[Collected data entries]
★ ★ ★ ★

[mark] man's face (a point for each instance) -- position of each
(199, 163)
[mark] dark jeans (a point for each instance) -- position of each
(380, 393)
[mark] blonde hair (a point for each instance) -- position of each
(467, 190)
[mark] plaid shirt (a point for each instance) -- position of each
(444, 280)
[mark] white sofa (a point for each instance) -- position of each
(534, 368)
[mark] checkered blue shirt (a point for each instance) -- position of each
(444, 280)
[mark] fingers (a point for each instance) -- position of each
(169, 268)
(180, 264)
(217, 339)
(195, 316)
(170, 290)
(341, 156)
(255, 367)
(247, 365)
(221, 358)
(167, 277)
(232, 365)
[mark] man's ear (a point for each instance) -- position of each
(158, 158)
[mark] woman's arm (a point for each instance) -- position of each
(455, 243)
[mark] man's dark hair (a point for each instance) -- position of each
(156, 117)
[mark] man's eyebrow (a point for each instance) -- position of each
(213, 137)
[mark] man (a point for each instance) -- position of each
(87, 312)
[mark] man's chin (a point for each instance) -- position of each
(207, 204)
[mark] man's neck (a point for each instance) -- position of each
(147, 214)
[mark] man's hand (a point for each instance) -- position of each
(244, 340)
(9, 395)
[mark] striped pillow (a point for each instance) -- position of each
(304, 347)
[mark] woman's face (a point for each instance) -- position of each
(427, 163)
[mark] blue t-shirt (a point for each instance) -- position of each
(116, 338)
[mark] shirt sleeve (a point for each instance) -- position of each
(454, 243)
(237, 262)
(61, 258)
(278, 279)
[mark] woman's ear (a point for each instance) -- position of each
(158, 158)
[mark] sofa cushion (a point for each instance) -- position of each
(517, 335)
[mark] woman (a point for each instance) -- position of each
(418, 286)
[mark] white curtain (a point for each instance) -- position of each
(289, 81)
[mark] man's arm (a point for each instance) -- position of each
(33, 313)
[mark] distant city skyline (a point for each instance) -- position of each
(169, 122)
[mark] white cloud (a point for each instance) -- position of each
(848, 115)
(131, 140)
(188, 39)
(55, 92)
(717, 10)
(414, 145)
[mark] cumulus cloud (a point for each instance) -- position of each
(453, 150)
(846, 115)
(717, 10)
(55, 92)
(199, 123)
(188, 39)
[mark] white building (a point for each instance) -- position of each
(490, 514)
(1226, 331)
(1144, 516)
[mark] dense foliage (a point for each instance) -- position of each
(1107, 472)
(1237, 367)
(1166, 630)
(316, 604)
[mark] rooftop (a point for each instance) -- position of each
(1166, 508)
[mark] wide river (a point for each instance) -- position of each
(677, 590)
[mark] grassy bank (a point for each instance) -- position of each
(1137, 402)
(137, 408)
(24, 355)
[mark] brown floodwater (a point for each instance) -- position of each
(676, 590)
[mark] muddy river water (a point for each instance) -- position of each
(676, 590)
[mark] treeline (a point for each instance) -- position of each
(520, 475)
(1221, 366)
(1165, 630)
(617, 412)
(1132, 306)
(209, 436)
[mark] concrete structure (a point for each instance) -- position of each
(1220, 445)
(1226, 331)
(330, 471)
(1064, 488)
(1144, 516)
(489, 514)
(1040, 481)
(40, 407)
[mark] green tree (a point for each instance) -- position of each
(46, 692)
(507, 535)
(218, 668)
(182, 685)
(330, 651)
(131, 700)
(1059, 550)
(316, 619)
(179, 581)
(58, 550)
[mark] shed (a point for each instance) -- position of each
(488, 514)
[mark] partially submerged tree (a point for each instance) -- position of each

★ ★ ★ ★

*What is expected:* Swap every "position of each" in the data for "location of each" and leave all other text unchanged.

*Written response:*
[mark] man's face (a point for each instance) -- location of each
(199, 163)
[mark] dark jeans (a point for each instance) -- location of each
(380, 393)
[mark] blonde hair (a point for each instance) -- location of each
(467, 190)
[mark] plaid shirt (a point for each instance) -- location of each
(444, 280)
[mark] white sofa (a point for each instance) -- location of each
(534, 368)
[mark] checkered blue shirt (a point for each instance) -- location of each
(444, 280)
[mark] fingers (a point for each instance) -- location of each
(169, 268)
(180, 264)
(217, 339)
(195, 316)
(170, 290)
(341, 156)
(255, 367)
(247, 365)
(221, 358)
(167, 277)
(232, 365)
[mark] man's ear (a point for each instance) -- location of each
(158, 158)
[mark] woman's arm (a point for each instance) -- location of each
(455, 243)
[mark] man's dark hair (a point for each instance) -- location of each
(156, 117)
[mark] man's eyebrow (a point for each instance) -- location of each
(213, 137)
[mark] man (a point for each instance) -- location of each
(87, 312)
[mark] man's chin (a point for each instance) -- location of each
(207, 204)
[mark] man's neck (a point for each instance) -- location of each
(147, 214)
[mark] man's hand (a point for each instance) -- location of each
(244, 340)
(9, 395)
[mark] striped pillow (a point for each instance) -- location of each
(304, 347)
[mark] woman's face (a point for each instance) -- location of each
(427, 163)
[mark] blue t-shirt (a point for each instance) -- location of each
(116, 338)
[mark] shirt sleeve (a point for each instance) -- location of each
(454, 243)
(237, 262)
(61, 258)
(278, 279)
[mark] woman's ear (a point for each instance) -- location of each
(158, 158)
[mark] sofa cushion (a point for each instance) -- location of each
(517, 335)
[mark] woman (a point for each instance) -- location of each
(418, 286)
[mark] white curtain (a point for each instance) -- location of each
(289, 81)
[mark] man's arm (a point for each instance) -- location of each
(33, 313)
[mark] distant city skyline (a point for each instance) -- location of each
(169, 122)
[mark] white cloud (a point for each instance) -- location of each
(848, 115)
(131, 140)
(188, 39)
(55, 92)
(717, 10)
(414, 145)
[mark] cumulus cloud (a point for each instance) -- location of each
(453, 150)
(846, 115)
(717, 10)
(55, 92)
(199, 123)
(188, 39)
[mark] white building (a point for each instance) -- location of each
(490, 514)
(1226, 331)
(1144, 516)
[mark] dense foliage (a point for each instance) -- location of each
(1107, 472)
(1237, 367)
(1166, 630)
(316, 604)
[mark] rooftop (a point for each instance) -- location of each
(1166, 508)
[mark] wide river (a point for each instance) -- location of each
(677, 590)
[mark] grassy bank (a point for each instance) -- location of each
(1137, 402)
(137, 408)
(24, 355)
[mark] brown floodwater (a point for each instance) -- location of each
(676, 590)
[mark] muddy river water (a point for each instance) -- location of each
(676, 590)
[mark] treeline (a point for each instance) -- location of each
(520, 475)
(1221, 366)
(1165, 630)
(617, 412)
(1132, 306)
(209, 436)
[mark] concrete structure (a point for each instance) -- location of each
(1220, 445)
(1226, 331)
(330, 471)
(1064, 488)
(1144, 516)
(489, 514)
(1040, 481)
(40, 407)
[mark] green tree (a point for each instance) -- location of each
(46, 692)
(507, 535)
(218, 668)
(182, 685)
(330, 651)
(131, 700)
(1059, 550)
(316, 619)
(179, 581)
(58, 550)
[mark] shed (a point for each instance) -- location of each
(488, 514)
[mark] partially submerged tree (a point for each instance) -- location of each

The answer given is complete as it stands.